**INPUT MATERIAL**:
___

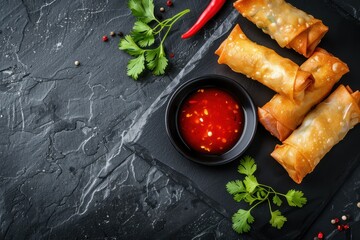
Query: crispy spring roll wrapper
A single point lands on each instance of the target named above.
(289, 26)
(321, 129)
(280, 116)
(264, 65)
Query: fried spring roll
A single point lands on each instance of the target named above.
(321, 129)
(280, 116)
(264, 65)
(289, 26)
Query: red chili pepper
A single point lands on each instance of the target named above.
(209, 12)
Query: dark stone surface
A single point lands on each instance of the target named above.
(83, 150)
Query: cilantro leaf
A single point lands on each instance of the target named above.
(136, 66)
(251, 191)
(156, 60)
(143, 10)
(250, 183)
(128, 45)
(234, 187)
(295, 198)
(247, 166)
(143, 34)
(277, 220)
(241, 221)
(277, 200)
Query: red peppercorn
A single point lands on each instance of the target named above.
(105, 38)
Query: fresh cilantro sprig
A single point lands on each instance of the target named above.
(143, 36)
(255, 193)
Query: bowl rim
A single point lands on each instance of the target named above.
(221, 82)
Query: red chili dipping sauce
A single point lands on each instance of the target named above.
(210, 121)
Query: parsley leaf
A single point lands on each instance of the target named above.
(136, 66)
(250, 183)
(143, 10)
(277, 200)
(295, 198)
(241, 221)
(247, 166)
(156, 60)
(143, 34)
(254, 193)
(234, 187)
(277, 220)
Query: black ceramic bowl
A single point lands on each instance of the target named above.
(237, 92)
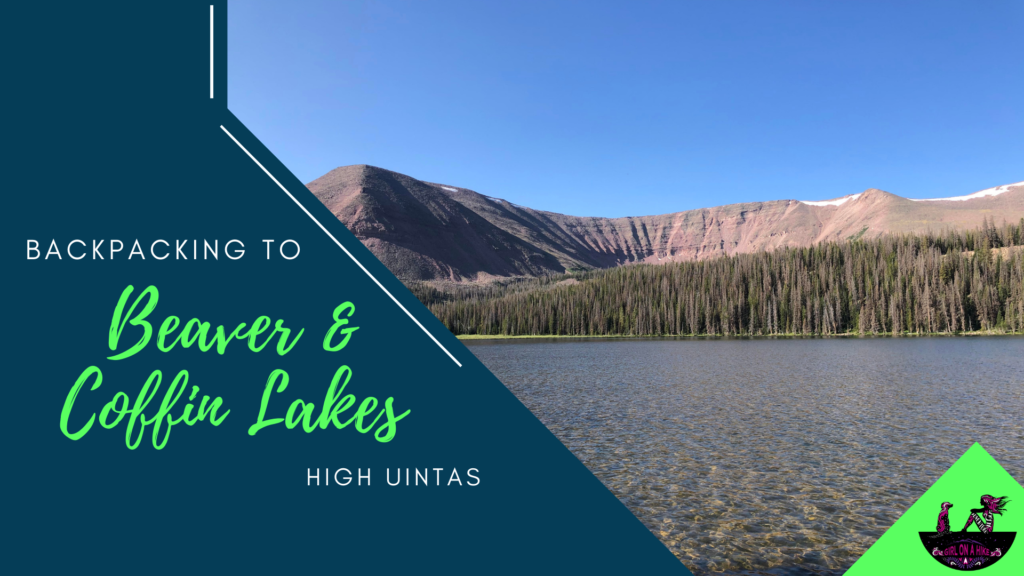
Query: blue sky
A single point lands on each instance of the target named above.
(614, 109)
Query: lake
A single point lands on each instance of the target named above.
(770, 456)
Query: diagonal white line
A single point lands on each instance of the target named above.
(313, 218)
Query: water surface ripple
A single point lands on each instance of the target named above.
(779, 457)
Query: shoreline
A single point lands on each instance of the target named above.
(731, 337)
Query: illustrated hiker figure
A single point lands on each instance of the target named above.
(985, 520)
(943, 525)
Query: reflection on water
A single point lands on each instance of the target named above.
(785, 456)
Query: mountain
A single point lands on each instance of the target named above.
(431, 232)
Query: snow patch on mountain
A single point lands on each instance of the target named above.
(837, 202)
(987, 192)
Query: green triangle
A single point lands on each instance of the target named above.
(900, 550)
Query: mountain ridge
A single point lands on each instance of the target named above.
(433, 232)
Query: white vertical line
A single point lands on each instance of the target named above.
(211, 50)
(331, 236)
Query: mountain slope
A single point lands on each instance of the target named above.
(424, 231)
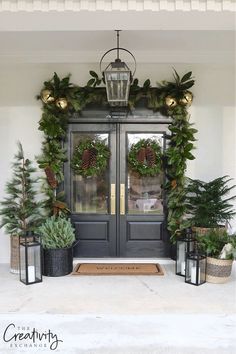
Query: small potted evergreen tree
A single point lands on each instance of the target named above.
(58, 237)
(208, 204)
(20, 212)
(220, 249)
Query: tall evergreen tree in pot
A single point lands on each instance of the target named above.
(19, 211)
(58, 238)
(209, 204)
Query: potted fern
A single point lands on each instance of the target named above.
(58, 237)
(220, 249)
(208, 204)
(20, 211)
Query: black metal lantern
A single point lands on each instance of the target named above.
(185, 244)
(195, 268)
(118, 77)
(30, 259)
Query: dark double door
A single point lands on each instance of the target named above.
(119, 213)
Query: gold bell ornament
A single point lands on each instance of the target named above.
(61, 103)
(170, 101)
(47, 96)
(187, 99)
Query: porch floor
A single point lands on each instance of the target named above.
(123, 314)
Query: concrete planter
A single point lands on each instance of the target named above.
(218, 270)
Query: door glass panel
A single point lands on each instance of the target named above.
(90, 194)
(145, 195)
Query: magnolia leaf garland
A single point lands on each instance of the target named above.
(145, 157)
(90, 158)
(61, 99)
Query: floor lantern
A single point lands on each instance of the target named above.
(30, 259)
(185, 244)
(195, 268)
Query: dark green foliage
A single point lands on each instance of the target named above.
(179, 151)
(54, 125)
(208, 203)
(57, 233)
(143, 168)
(213, 242)
(102, 157)
(19, 210)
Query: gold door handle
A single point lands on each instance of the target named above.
(113, 198)
(122, 199)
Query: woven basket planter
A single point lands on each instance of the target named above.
(201, 231)
(57, 262)
(218, 270)
(15, 255)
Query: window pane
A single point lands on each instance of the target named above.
(145, 195)
(90, 194)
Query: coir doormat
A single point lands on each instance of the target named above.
(118, 269)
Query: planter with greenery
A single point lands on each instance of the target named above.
(220, 249)
(58, 237)
(20, 212)
(208, 204)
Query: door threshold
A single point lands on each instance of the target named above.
(124, 260)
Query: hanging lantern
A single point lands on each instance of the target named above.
(30, 259)
(195, 268)
(187, 99)
(185, 245)
(170, 101)
(118, 78)
(61, 103)
(47, 96)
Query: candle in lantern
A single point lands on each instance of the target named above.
(194, 275)
(31, 274)
(183, 268)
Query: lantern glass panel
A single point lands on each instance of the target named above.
(195, 269)
(22, 263)
(184, 245)
(30, 260)
(180, 257)
(117, 85)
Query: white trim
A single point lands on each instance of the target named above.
(116, 5)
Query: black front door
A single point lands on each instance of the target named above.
(119, 213)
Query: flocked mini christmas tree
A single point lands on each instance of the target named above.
(20, 212)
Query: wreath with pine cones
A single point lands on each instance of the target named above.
(90, 158)
(145, 157)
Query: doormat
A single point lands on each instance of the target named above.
(117, 269)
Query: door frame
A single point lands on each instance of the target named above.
(162, 122)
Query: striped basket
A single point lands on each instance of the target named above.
(218, 270)
(15, 257)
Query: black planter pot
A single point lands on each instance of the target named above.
(57, 262)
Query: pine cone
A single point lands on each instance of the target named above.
(51, 178)
(141, 155)
(150, 156)
(93, 157)
(58, 206)
(85, 159)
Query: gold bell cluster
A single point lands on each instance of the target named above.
(48, 98)
(185, 100)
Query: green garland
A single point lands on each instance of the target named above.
(171, 98)
(96, 161)
(144, 167)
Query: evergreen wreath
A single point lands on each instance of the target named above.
(61, 99)
(90, 158)
(145, 157)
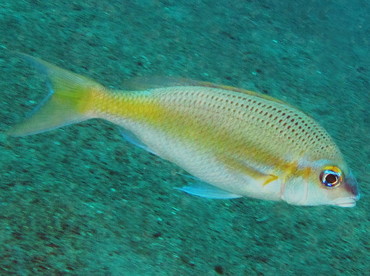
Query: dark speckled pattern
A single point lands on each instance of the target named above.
(80, 201)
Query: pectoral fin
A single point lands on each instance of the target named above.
(254, 173)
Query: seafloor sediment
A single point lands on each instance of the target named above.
(81, 201)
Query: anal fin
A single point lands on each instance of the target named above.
(206, 190)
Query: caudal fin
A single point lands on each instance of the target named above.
(67, 102)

___

**REQUIRED WORK**: Show the lines of the listing above with "dark".

**REPLY**:
Query: dark stone surface
Query: dark double door
Query: dark green foliage
Query: dark speckled pattern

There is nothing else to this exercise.